### [原文选段]
━━━━━━━━━━━━━━━━

金圣叹在《杜诗解》中,表现最强烈的是对封建社会戕杀与糟蹋人才的批判。解《黄鱼》借题发挥,说自古以来淹杀豪杰无数。题下解云:“为儿时,自负大才,不胜侘傺。恰似自古迄今,只我一人是大才,只我一人是独沉屈者。后来颇颇见有此事,始悟古来淹杀豪杰万万千千,知有何限?青史所纪,磊磊百十得时肆志人,若取来与淹杀者比较,乌知谁强谁弱?嗟哉痛乎!”结尾解云:“呜呼!才子以才而建功垂名,则诚才之为贵。若才子以才而终至饥饿以死,回首思之,我何逊于屠沽儿而一至于是?真不怪饥饿,怪杀有才矣!”(《杜诗解》卷三)认为古代绝大多数人才都被掩杀,所用者只是极少数。金圣叹所论,完全符合实际。故而言辞激烈,情绪愤惋!《咏怀古迹五首》其三,杜甫本意并非咏怀才不遇,而金圣叹题下批云:“咏明妃,为千古负才不遇者十分痛惜!”明确把咏怀才不遇作为诗的主旨。金圣叹认为古代怀才不遇的根源在有弃才之主。此首后解云:“从上转下,转出从来弃才之主一面照胆镜来。真才贵于确知确见,原无按图索骥之事。况元帝以汉天子择美妇人,则后庭春风之面,何难以一一尽见?一一尽识?而顾凭画工之手以为进退,可鄙也!”见解非常卓越。的确,古代怀才不遇的终极原因,就在于君王不重才,君王弃才,君王懒于见才识才,金圣叹还大胆地写到自己时代的怀才不遇,就是无由让皇帝了解有才的人。《吾宗》解云:“今日经书满腹者,君臣之际,往往难言,始信先生此事不可不读。”(《杜诗解》卷三)为何“难言”?意思很明白,还是因为皇帝弃才,不重才,不然,有什么难言的?金圣叹在《杜诗解》中大叹自古的怀才不遇,其实最终是落到谈清代统治者不重才,最终落到自己怀才遭弃,抒发自己的牢骚与愤懑。而同时我们也要看到,他关于古代怀才不遇的研究是非常深透的。

━━━━━━━━━━━━━━━━

### [数据条目]

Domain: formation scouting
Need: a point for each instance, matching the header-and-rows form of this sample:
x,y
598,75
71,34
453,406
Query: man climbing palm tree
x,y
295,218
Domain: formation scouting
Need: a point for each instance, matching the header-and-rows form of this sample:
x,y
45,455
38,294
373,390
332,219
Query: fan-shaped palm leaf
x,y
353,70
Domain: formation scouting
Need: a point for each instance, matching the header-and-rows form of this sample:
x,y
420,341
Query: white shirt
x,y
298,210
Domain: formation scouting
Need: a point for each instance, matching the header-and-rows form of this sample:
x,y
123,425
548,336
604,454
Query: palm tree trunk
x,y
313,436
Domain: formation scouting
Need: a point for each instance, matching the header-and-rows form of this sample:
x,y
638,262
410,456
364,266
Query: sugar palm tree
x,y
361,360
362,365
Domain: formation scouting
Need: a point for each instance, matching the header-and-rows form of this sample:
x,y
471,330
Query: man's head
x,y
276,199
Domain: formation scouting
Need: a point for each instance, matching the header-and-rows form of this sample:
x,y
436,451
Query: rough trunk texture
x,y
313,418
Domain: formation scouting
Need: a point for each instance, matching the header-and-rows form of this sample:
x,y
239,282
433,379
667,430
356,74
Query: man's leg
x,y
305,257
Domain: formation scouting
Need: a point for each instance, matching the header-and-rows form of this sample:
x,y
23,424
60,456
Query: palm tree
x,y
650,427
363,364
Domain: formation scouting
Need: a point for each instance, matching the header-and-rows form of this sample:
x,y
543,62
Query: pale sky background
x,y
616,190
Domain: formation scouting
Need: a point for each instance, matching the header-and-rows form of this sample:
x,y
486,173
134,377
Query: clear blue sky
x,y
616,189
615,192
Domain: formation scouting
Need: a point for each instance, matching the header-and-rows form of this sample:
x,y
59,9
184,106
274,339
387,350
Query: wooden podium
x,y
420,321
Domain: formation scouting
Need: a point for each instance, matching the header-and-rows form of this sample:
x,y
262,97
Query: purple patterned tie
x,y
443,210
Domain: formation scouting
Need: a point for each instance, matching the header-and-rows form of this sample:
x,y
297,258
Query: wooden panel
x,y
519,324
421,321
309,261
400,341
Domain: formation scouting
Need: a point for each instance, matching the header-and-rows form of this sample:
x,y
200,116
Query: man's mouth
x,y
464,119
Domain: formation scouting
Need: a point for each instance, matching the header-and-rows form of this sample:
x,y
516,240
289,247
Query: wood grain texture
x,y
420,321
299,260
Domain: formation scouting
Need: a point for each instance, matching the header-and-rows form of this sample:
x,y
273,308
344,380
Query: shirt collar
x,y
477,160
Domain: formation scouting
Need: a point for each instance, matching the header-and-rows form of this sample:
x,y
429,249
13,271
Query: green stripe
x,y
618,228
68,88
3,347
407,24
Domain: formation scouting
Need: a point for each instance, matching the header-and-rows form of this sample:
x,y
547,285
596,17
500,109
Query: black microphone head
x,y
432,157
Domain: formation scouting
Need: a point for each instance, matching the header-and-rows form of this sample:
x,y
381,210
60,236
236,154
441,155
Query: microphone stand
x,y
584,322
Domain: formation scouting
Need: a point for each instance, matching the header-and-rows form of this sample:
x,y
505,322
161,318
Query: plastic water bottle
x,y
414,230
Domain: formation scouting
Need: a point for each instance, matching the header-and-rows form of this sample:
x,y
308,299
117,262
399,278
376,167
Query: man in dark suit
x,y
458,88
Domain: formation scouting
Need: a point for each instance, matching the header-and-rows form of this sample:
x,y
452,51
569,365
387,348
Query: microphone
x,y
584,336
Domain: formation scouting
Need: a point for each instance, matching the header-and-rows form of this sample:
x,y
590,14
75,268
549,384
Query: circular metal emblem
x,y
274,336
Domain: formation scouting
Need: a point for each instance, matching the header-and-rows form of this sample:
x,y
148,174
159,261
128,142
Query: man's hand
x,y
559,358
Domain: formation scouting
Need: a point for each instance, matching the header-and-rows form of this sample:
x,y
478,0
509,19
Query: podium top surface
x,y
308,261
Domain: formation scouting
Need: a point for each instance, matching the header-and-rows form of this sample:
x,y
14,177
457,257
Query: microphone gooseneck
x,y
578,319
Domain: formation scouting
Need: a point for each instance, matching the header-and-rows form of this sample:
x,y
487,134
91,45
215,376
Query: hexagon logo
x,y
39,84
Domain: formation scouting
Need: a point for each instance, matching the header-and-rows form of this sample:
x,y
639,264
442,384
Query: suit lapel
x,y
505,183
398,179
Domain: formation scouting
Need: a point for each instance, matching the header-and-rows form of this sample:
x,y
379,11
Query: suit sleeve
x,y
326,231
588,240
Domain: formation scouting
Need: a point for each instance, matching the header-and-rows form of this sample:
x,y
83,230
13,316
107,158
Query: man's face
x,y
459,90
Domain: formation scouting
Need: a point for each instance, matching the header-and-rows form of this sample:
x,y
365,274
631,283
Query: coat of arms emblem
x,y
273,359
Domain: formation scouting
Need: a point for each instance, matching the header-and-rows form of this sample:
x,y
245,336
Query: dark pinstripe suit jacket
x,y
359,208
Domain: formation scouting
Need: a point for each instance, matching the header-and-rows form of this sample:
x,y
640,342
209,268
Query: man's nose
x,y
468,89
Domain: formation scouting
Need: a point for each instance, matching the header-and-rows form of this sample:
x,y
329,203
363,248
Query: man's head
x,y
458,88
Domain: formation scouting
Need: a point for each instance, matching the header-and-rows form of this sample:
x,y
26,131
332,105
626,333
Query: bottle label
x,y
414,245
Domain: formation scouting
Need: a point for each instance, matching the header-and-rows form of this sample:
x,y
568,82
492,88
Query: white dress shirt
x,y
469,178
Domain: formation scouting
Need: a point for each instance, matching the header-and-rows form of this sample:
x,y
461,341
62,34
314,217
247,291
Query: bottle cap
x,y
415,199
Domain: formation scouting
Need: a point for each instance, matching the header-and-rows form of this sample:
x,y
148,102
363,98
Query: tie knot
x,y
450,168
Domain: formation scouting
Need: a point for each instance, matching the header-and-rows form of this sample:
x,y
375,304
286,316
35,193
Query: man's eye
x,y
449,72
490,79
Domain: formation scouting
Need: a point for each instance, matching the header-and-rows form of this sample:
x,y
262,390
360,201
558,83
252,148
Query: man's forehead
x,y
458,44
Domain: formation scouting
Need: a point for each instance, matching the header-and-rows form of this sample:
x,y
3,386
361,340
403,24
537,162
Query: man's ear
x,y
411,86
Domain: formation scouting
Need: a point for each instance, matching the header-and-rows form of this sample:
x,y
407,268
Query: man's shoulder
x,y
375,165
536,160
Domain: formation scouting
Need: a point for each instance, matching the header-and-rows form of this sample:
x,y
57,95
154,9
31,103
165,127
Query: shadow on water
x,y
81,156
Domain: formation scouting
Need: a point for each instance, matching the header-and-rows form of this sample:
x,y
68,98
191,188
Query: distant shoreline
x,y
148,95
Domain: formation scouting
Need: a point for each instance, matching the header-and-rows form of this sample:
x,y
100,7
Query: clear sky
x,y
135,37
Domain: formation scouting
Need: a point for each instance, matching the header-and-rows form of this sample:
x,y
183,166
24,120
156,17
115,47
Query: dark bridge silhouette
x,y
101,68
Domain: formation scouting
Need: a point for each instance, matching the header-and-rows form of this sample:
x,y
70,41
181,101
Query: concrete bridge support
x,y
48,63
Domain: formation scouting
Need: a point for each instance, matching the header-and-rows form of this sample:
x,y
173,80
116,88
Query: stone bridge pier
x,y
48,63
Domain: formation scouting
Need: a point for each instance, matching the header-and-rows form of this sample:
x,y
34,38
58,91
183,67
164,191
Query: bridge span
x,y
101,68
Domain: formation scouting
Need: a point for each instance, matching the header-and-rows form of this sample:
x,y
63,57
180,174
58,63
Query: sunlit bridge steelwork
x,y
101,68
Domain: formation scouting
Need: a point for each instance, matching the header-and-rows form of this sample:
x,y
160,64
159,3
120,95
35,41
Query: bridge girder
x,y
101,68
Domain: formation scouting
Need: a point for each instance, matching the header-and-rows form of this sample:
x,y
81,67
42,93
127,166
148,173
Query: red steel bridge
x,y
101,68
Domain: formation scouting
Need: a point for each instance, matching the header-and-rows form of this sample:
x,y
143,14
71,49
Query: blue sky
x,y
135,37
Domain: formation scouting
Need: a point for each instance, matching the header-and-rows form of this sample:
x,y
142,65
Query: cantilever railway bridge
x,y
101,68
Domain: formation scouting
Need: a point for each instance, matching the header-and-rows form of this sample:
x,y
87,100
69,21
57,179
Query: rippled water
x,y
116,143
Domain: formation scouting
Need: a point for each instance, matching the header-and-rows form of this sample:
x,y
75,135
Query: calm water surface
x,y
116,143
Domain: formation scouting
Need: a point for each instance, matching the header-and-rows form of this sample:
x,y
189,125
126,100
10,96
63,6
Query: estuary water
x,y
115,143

━━━━━━━━━━━━━━━━

### [练习题目]
1. 在谈金圣叹《杜诗解》的原文选段里,金圣叹评解过的杜甫诗作有哪些?请逐一列出诗题。
2. 请接着谈金圣叹《杜诗解》的原文选段,从最后一句之后往下续写。

### [练习答案]
1.
《黄鱼》
《咏怀古迹五首》(其三)
《吾宗》

2.
金圣叹的杜诗研究成就是巨大的,影响也是巨大的。金昌赞美说:“乃其所为批者,非但刳心抉髓,悉妙义之闳深,正复祛伪存真,得天机之剀挚。”(《叙第四才子书》,《杜诗解》)仇兆鳌《杜诗详注》引用金圣叹的说法,不少现代学者都赞同金圣叹的一些创见性见解。

六卢元昌

卢元昌,字文子,华亭(今上海市松江)人。诸生。著作有《杜诗阐》。

《杜诗阐》是一部研究性的杜甫学著作,最大的特点就在“阐”字上。所谓阐,就是阐释,就是论说,其旨趣在阐释杜诗的思想内容和艺术(思想内容是主要的),充分展示杜诗的魅力与精妙。《杜诗阐》也有注释,但注释不求完备,而力求发掘新的与内容有关的社会背景材料和其他一些有利于表现杜甫生平和行踪的有关材料,对杜诗的内容加以注释。与此同时,又利用这些注释的材料来对杜诗加以阐释和论述。这样,全书将事类与义理结合,形成鲜明的学术风格。

卢元昌的杜甫学研究方法是,以杜诗文本为本,以儒家思想为指导,结合杜甫时代的社会背景、典章制度、历史事实,用以意逆志的方法,来阐释杜诗的丰富意蕴和深刻内涵。卢元昌云:“予于难者芟之,使归于一。于凿者核之,使确。于繁者约之,使不多旨而乱视。于陋者泽之,使雅。于简者栉比而遍识之,使不挂漏。而又加以熔铸组织之功焉,以意逆志,既又发其言中之意,意中之言,使当年幽衷苦词,曲传纸上。”(《杜诗阐自序》)(一)在总结前人得失的基础上,确立自己的研究方法,避免走弯路。(二)针对杜诗政治思想性强和诗史的特点,充分运用社会背景材料,站在当时社会的高度和历史的高度来研究,高屋建瓴,分析透辟。(三)研究材料丰富,视角多样。不凿空分析,不单调,表现出深厚的研究功力。(四)新材料,新视角,加上精细,其阐释常有新意。卢元昌的研究方法是高水平的,在他那个时代表现出一定的先进性。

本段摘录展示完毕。